* Petunjuk dan Ketentuan *
Sebutkan semua jenis zat yang dicakup istilah napza menurut teks tentang keadilan restoratif di bawah.

* Teks Terpilih *
Tunaikan Amanah Jaksa Agung
KENDARIPOS.FAJAR.CO.ID -- Penerapan restoratif justice (keadilan restoratif) oleh Kejaksaaan tidak hanya pada perkara tindak pidana umum. Namun restoratif justice diperluas hingga kasus penyalahgunaan narkotika, alkohol, psikotropica, dan zat adiktif lainnya (napza). Jaksa Agung Sanitiar Burhanuddin mengeluarkan Pedoman Nomor 18 Tahun 2021 sebagai acuan bagi penuntut umum dalam penanganan kasus penyalahgunaan narkotika melalui rehabilitasi.
Perluasan restoratif justice dalam penanganan penyalahgunaan Napza, Jaksa Agung mendirikan balai rehabilitasi Adhyaksa. Balai rehabilitasi itu khusus untuk para pelaku sebagai korban penyalahgunaan napza.
Kebijakan itu ditunaikan pula Kepala Kejaksaan Tinggi (Kajati) Sultra Raimel Jesaja. Dia memerintahkan Kejari-kejari di Sultra mendirikan balai rehabilitasi.

* Data yang Diberikan *
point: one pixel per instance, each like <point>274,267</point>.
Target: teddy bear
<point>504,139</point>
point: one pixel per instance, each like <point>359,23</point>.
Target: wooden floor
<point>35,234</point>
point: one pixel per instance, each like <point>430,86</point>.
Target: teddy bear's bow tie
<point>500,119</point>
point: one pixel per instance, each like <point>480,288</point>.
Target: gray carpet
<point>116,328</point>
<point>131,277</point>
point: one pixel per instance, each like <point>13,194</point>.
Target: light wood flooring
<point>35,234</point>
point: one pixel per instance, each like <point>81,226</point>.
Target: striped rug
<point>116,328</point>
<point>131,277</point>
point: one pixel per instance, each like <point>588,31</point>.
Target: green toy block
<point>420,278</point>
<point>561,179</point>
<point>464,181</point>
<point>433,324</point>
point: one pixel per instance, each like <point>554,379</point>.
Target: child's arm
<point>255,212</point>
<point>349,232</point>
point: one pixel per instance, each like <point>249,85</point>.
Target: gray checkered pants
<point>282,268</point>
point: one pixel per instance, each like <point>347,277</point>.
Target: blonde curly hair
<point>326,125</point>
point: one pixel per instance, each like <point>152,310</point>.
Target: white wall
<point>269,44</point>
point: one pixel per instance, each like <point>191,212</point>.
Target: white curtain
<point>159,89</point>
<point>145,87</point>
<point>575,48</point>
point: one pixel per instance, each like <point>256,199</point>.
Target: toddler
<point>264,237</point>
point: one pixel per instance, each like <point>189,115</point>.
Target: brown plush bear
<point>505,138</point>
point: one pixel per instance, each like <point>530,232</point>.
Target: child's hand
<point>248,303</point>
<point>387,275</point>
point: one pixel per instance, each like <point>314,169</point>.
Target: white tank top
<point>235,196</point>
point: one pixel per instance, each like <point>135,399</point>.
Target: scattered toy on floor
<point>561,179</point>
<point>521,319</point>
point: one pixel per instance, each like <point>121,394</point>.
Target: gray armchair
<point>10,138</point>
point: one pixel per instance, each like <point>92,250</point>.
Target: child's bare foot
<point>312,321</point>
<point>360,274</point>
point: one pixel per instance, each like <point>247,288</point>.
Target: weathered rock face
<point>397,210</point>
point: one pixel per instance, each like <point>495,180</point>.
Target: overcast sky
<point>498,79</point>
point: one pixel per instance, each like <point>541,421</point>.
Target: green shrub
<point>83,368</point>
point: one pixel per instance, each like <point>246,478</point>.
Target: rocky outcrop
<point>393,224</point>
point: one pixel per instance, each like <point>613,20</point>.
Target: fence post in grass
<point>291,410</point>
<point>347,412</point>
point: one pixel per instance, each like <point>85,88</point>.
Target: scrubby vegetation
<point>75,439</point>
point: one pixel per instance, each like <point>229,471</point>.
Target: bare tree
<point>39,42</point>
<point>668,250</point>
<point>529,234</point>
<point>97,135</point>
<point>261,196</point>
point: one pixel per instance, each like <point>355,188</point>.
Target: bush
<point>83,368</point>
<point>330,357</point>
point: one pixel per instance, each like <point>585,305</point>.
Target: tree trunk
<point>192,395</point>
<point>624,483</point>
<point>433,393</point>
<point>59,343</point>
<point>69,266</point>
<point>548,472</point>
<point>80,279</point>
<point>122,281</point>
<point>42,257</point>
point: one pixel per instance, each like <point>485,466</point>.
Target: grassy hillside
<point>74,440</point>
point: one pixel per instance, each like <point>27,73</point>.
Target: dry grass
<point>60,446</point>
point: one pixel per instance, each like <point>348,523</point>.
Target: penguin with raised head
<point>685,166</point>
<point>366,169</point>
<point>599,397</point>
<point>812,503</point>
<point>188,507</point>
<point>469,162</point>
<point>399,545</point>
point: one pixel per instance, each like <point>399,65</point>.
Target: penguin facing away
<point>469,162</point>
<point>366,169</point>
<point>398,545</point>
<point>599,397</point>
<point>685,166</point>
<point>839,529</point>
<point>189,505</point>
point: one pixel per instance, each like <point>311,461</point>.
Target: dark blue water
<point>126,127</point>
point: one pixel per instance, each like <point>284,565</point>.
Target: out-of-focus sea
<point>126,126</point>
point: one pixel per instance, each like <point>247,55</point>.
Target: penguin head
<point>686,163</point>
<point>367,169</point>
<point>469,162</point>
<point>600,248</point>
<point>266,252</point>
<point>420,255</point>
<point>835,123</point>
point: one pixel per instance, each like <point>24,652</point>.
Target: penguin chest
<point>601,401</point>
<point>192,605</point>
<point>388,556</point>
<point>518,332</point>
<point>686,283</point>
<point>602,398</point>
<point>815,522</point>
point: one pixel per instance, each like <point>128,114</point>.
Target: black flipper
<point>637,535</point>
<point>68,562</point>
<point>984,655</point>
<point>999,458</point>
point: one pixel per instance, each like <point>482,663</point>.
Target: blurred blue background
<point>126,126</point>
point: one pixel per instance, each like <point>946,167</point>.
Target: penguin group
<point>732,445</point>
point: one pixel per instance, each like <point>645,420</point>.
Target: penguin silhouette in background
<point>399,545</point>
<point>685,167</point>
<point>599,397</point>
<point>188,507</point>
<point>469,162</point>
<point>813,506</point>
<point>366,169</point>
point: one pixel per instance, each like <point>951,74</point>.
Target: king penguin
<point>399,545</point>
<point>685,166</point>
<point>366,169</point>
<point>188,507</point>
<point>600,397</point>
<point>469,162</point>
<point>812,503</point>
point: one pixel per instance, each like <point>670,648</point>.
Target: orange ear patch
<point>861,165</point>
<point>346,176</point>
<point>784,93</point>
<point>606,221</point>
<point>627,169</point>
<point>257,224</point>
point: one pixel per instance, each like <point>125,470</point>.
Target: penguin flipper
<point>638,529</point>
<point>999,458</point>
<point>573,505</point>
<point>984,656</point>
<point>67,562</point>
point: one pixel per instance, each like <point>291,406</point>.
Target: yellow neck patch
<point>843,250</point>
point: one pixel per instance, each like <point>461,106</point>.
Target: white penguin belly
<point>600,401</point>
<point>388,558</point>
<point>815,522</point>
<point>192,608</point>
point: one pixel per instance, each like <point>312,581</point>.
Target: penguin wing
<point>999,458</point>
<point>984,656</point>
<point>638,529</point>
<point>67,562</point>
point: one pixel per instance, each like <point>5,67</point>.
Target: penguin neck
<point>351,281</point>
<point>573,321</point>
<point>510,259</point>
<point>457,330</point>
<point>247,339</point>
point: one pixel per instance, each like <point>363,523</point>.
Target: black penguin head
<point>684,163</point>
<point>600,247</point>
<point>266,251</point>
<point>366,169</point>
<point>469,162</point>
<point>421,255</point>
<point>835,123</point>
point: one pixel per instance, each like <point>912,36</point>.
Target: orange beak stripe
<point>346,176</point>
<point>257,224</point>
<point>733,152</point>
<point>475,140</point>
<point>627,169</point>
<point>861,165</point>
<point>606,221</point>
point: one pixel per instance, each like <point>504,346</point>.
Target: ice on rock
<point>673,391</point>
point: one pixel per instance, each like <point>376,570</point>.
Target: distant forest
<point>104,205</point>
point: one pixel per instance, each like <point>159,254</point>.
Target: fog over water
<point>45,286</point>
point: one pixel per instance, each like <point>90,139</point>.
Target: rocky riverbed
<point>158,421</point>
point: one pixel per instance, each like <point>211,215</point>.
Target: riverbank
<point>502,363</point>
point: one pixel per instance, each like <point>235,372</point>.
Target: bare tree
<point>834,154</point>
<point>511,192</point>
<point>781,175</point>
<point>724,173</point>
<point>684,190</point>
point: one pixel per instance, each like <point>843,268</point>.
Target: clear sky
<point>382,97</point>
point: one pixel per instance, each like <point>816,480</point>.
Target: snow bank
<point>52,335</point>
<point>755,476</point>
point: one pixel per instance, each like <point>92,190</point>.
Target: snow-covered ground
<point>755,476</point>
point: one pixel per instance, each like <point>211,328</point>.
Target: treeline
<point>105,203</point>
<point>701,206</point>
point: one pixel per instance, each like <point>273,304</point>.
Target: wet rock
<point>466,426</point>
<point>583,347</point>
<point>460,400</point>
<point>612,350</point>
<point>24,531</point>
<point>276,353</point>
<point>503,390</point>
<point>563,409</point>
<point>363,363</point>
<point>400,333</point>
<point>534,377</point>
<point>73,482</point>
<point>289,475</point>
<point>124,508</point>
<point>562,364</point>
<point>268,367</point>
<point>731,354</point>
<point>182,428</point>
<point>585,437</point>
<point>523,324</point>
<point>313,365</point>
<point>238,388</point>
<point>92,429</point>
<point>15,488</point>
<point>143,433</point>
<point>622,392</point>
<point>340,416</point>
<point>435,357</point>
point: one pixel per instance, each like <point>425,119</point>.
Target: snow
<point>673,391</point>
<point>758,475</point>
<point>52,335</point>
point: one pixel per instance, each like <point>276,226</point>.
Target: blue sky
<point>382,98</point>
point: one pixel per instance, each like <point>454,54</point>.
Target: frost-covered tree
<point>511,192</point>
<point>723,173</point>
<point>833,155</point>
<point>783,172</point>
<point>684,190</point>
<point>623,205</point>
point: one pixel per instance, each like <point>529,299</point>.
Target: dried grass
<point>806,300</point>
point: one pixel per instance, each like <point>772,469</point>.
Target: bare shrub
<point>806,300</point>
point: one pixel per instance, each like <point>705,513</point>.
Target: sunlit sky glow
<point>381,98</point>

* Hasil Tugas *
- narkotika
- alkohol
- psikotropica
- zat adiktif lainnya